> What the task asks
All of the data below should be written out exactly.
====================
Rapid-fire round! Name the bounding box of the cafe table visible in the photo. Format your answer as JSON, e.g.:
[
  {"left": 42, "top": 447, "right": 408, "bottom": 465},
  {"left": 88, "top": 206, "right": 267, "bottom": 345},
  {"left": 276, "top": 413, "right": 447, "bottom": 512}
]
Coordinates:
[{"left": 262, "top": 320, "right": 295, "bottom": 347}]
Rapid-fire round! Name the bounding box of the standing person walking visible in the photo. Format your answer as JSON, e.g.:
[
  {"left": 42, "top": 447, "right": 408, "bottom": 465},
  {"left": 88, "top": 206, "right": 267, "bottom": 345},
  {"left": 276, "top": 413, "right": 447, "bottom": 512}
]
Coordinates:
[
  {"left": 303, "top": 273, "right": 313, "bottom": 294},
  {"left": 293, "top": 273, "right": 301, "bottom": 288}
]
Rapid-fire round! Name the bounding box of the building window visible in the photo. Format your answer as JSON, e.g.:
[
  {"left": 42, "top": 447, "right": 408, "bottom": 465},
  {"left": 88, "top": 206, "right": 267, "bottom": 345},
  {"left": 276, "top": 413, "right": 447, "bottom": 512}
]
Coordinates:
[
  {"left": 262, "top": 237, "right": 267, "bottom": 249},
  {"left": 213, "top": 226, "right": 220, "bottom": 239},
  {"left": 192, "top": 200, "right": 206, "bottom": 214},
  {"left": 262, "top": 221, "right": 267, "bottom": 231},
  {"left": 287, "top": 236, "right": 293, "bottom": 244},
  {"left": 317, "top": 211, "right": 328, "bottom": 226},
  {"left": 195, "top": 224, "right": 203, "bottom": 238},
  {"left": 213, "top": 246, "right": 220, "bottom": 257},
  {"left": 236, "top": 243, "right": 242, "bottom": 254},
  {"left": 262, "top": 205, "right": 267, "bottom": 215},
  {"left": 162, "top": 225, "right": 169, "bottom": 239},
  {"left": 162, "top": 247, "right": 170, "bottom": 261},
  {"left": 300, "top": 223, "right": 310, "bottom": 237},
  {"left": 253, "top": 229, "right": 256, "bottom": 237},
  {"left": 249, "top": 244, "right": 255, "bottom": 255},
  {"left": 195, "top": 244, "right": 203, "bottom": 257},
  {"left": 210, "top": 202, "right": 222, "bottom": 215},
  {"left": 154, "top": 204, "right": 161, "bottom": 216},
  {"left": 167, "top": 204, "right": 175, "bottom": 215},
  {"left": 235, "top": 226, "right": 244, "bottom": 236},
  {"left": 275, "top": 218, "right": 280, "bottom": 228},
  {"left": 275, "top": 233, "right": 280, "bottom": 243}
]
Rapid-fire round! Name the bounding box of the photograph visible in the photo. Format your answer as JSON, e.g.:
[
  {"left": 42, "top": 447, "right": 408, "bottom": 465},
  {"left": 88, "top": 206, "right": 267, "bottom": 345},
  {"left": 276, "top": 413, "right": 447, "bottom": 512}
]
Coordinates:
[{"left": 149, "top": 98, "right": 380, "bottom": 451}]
====================
> Solution for this exercise
Rapid-fire round! Name the bounding box of the cafe table visible in the photo. Format your answer as JSON, e.g.:
[
  {"left": 42, "top": 447, "right": 408, "bottom": 465},
  {"left": 88, "top": 206, "right": 267, "bottom": 345},
  {"left": 276, "top": 413, "right": 447, "bottom": 512}
]
Coordinates:
[{"left": 262, "top": 320, "right": 295, "bottom": 347}]
Rapid-fire round! Name the bounding box of the standing person walking visible in the photo. Format your answer as JSON, e.g.:
[
  {"left": 42, "top": 447, "right": 408, "bottom": 465},
  {"left": 88, "top": 206, "right": 267, "bottom": 345},
  {"left": 276, "top": 413, "right": 447, "bottom": 512}
]
Coordinates:
[
  {"left": 303, "top": 273, "right": 313, "bottom": 294},
  {"left": 293, "top": 273, "right": 301, "bottom": 288}
]
Rapid-fire round! Name the bounding box of the building window visible in the photo. Format your answer as JSON, e.g.:
[
  {"left": 42, "top": 447, "right": 408, "bottom": 465},
  {"left": 88, "top": 206, "right": 267, "bottom": 345},
  {"left": 276, "top": 413, "right": 447, "bottom": 512}
]
Coordinates:
[
  {"left": 262, "top": 237, "right": 267, "bottom": 249},
  {"left": 213, "top": 226, "right": 220, "bottom": 239},
  {"left": 192, "top": 200, "right": 206, "bottom": 214},
  {"left": 262, "top": 221, "right": 267, "bottom": 231},
  {"left": 287, "top": 236, "right": 293, "bottom": 244},
  {"left": 317, "top": 211, "right": 328, "bottom": 226},
  {"left": 195, "top": 224, "right": 203, "bottom": 238},
  {"left": 213, "top": 246, "right": 220, "bottom": 257},
  {"left": 236, "top": 243, "right": 242, "bottom": 254},
  {"left": 262, "top": 205, "right": 267, "bottom": 215},
  {"left": 162, "top": 225, "right": 169, "bottom": 239},
  {"left": 162, "top": 247, "right": 170, "bottom": 261},
  {"left": 300, "top": 223, "right": 310, "bottom": 237},
  {"left": 253, "top": 229, "right": 256, "bottom": 237},
  {"left": 249, "top": 244, "right": 255, "bottom": 255},
  {"left": 195, "top": 244, "right": 203, "bottom": 257},
  {"left": 210, "top": 202, "right": 222, "bottom": 215},
  {"left": 154, "top": 204, "right": 161, "bottom": 216},
  {"left": 167, "top": 204, "right": 175, "bottom": 215},
  {"left": 235, "top": 226, "right": 244, "bottom": 236},
  {"left": 275, "top": 218, "right": 280, "bottom": 228},
  {"left": 275, "top": 233, "right": 280, "bottom": 243}
]
Rapid-fire round! Name the bounding box of the photograph visible in the photo. Format your answer as JSON, e.g.:
[
  {"left": 42, "top": 447, "right": 408, "bottom": 465},
  {"left": 88, "top": 206, "right": 267, "bottom": 345},
  {"left": 276, "top": 413, "right": 447, "bottom": 512}
]
Coordinates:
[{"left": 149, "top": 98, "right": 380, "bottom": 451}]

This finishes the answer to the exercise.